** Information shown follows **

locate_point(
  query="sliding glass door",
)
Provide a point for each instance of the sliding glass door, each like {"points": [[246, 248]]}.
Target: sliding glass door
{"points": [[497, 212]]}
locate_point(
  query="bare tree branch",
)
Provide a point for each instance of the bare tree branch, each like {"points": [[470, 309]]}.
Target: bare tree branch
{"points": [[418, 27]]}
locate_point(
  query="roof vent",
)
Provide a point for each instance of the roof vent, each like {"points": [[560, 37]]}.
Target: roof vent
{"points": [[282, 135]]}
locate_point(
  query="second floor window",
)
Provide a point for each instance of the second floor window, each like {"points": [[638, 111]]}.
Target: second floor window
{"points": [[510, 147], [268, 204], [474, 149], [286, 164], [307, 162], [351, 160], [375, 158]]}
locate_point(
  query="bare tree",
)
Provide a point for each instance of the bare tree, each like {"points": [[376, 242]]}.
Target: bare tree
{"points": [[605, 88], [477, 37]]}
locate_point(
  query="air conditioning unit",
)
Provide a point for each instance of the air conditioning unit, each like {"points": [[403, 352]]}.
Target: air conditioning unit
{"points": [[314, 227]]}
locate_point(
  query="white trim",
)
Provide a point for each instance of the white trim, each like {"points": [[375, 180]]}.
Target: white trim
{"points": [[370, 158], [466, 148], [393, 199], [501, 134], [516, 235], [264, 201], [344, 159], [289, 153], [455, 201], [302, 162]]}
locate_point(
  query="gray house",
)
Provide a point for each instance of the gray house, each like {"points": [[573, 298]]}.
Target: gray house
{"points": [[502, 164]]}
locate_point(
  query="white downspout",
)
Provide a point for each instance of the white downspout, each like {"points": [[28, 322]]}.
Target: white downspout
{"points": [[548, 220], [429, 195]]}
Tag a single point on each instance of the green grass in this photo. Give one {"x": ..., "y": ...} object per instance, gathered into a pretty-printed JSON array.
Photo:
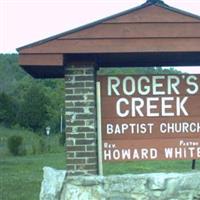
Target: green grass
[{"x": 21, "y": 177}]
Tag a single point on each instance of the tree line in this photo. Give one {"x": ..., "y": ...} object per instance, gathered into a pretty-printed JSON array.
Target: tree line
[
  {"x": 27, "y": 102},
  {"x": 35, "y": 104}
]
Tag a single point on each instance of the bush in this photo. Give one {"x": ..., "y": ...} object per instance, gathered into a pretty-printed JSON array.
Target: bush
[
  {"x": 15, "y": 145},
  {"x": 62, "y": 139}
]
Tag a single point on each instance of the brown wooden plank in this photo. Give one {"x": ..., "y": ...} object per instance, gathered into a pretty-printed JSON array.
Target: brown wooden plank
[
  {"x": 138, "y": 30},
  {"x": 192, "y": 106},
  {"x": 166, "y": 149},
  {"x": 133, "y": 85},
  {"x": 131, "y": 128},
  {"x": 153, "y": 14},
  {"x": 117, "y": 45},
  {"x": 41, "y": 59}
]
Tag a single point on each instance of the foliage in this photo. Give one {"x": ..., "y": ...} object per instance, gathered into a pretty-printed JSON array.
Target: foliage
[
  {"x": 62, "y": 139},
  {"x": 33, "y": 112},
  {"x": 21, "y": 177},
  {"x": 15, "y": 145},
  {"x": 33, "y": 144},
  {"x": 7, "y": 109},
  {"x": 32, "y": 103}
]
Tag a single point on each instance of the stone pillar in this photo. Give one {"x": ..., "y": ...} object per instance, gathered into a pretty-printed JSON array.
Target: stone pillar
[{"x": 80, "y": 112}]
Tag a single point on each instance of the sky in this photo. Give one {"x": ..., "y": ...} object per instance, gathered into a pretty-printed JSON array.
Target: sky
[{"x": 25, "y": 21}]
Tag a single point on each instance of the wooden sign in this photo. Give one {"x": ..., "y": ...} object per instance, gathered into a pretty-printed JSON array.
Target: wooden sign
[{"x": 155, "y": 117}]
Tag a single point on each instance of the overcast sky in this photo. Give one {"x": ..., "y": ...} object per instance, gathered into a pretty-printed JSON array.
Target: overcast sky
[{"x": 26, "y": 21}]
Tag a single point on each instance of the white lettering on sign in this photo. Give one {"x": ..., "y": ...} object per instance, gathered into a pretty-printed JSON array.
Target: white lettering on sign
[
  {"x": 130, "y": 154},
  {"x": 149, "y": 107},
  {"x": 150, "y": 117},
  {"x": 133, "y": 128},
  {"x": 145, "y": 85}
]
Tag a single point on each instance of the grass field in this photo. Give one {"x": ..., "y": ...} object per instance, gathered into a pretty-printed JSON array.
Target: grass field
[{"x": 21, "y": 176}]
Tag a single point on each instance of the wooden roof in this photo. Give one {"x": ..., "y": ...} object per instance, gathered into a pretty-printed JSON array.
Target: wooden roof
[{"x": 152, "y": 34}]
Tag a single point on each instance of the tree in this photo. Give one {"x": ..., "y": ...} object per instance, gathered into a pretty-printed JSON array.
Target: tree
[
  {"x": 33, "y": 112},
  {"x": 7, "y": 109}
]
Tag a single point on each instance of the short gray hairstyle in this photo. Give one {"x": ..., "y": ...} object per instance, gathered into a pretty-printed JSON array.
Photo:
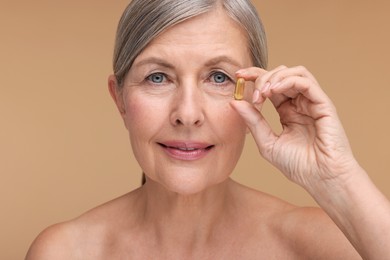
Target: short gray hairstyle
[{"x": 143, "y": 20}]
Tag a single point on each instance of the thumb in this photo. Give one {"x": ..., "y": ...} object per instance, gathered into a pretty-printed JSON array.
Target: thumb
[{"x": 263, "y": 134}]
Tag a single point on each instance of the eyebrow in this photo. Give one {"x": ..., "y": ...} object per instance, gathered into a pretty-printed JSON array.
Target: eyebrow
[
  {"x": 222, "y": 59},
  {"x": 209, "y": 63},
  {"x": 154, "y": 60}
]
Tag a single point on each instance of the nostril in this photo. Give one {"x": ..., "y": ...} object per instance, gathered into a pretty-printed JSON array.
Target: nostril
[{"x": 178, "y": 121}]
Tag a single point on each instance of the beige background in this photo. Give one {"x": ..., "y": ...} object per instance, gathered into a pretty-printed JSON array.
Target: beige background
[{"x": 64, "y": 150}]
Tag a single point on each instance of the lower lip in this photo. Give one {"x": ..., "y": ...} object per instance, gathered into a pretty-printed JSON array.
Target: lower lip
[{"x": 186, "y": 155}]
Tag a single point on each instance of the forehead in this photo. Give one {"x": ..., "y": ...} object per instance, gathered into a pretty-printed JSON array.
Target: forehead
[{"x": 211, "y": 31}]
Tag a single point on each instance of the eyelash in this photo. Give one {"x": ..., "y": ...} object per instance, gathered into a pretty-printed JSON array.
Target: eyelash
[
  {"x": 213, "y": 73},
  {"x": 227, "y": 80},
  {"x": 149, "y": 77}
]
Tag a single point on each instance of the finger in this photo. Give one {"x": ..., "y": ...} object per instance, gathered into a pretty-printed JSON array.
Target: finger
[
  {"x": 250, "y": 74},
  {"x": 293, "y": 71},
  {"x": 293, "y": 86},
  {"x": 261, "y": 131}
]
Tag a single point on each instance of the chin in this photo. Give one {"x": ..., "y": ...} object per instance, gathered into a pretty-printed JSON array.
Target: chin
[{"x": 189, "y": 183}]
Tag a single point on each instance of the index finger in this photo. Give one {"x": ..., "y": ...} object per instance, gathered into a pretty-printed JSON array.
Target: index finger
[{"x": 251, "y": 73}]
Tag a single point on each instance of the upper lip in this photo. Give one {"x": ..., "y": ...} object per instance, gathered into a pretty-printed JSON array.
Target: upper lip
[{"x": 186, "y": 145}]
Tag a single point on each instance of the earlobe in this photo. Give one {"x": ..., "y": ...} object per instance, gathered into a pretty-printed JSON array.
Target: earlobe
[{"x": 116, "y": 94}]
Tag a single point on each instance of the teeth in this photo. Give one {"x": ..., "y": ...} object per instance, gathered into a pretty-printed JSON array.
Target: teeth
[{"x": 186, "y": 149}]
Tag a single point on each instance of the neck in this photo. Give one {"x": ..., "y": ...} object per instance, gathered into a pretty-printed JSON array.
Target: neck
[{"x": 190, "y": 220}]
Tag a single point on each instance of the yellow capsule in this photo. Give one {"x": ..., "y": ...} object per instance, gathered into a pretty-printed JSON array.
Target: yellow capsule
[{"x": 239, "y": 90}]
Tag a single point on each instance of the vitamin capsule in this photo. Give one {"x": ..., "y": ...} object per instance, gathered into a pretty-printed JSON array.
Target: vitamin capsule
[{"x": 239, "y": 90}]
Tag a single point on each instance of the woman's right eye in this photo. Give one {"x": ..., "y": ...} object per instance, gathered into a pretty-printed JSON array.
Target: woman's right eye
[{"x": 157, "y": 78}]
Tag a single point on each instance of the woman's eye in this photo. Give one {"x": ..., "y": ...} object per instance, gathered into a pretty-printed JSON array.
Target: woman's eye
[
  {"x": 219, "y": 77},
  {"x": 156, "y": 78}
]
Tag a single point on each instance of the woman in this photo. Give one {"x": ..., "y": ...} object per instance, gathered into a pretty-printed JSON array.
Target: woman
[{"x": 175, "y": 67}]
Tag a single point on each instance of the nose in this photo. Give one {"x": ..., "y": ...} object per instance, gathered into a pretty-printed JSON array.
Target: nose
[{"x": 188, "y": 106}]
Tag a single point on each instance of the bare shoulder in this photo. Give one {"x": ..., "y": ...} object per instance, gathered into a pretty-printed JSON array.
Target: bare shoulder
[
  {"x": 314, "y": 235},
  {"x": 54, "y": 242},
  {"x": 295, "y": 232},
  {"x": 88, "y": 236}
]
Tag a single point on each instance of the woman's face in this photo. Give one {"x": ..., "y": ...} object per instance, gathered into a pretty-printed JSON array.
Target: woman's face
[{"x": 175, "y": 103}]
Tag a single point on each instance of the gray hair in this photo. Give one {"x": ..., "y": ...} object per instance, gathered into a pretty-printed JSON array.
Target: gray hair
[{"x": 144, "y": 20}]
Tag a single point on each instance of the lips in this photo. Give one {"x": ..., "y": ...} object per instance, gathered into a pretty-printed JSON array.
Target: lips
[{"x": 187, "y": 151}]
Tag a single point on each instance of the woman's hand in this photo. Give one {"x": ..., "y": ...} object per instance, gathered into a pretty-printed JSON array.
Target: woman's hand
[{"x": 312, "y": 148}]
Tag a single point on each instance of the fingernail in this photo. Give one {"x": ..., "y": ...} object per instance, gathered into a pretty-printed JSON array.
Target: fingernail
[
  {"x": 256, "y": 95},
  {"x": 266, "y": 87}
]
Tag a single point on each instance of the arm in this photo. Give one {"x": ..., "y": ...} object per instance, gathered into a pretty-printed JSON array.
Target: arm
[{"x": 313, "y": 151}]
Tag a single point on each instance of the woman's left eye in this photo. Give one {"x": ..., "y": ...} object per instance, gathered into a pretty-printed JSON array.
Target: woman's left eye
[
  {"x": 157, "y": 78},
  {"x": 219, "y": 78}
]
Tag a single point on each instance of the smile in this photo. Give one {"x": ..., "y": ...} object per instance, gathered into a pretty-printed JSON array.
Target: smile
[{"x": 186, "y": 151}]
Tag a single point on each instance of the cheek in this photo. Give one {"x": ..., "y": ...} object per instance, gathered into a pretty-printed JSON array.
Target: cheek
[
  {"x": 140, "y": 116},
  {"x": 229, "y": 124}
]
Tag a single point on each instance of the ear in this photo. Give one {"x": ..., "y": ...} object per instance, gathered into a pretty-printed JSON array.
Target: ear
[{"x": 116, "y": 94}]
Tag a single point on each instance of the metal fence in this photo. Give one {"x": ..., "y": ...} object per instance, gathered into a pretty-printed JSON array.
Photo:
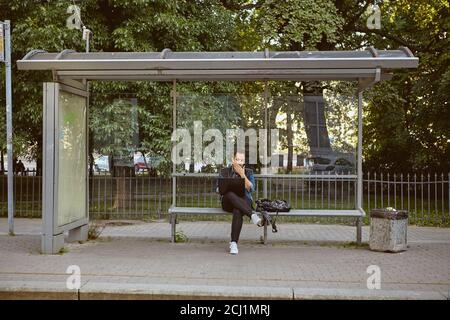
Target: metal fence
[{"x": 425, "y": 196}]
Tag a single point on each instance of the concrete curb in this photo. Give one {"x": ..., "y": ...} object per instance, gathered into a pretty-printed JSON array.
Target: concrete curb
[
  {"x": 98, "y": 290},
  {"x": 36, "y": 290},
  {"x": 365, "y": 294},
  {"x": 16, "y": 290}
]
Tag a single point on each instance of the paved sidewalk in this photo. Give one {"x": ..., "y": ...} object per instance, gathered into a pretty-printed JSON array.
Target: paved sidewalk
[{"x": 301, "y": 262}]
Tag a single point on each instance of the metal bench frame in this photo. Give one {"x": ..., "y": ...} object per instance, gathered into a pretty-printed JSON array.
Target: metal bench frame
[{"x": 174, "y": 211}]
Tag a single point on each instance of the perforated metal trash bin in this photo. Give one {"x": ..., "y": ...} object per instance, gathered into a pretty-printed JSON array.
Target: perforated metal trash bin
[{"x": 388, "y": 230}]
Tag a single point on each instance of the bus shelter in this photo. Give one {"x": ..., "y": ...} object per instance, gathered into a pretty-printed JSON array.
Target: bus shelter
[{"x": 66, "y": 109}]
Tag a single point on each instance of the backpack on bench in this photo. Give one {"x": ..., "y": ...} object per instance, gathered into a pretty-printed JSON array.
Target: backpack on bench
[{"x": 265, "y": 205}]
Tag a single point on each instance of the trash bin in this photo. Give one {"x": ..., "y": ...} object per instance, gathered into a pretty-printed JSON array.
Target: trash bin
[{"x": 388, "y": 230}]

** End of Information shown **

**Exercise:**
Transcribe the lines above between the line holding "Tag a single point on each instance of the finger in" and the line holding "Tag a single point on each instance of the upper", inclusive, exactly as they stand and with nothing added.

**Answer for this exercise:**
Tag a single point on each instance of the finger in this photo. Give one {"x": ..., "y": ...} object per instance, gathered into a pretty-printed JSON array.
Target: finger
[
  {"x": 250, "y": 74},
  {"x": 293, "y": 71},
  {"x": 293, "y": 86},
  {"x": 261, "y": 131}
]
Tag a single point on each instance of the chin in this photo. Give one {"x": ..., "y": ...} object per instance, gathered into a pretty-printed JSON array.
Target: chin
[{"x": 189, "y": 183}]
Tag a single point on each instance of the index finger in this photo. Give one {"x": ..., "y": ...} object per instance, gathered into a pretty-printed JSON array.
Target: index finger
[{"x": 251, "y": 73}]
Tag a single point on each instance of the upper lip in this photo. Give one {"x": ..., "y": ...} object per instance, gathered into a pretty-printed JSON array.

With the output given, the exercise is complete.